- **THE EXERCISE**
Reproduce the following material verbatim, without altering any line.

- **Dataset excerpts on object pointing**
== == ==
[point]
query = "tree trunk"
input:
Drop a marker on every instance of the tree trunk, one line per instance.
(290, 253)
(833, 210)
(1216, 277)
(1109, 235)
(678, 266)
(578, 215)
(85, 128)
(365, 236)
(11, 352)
== == ==
- **THE ANSWER**
[point]
query = "tree trunk"
input:
Drop a marker on every instance of the tree trunk, one line per instance.
(290, 253)
(833, 210)
(1216, 277)
(1109, 235)
(678, 266)
(578, 215)
(85, 128)
(365, 236)
(11, 352)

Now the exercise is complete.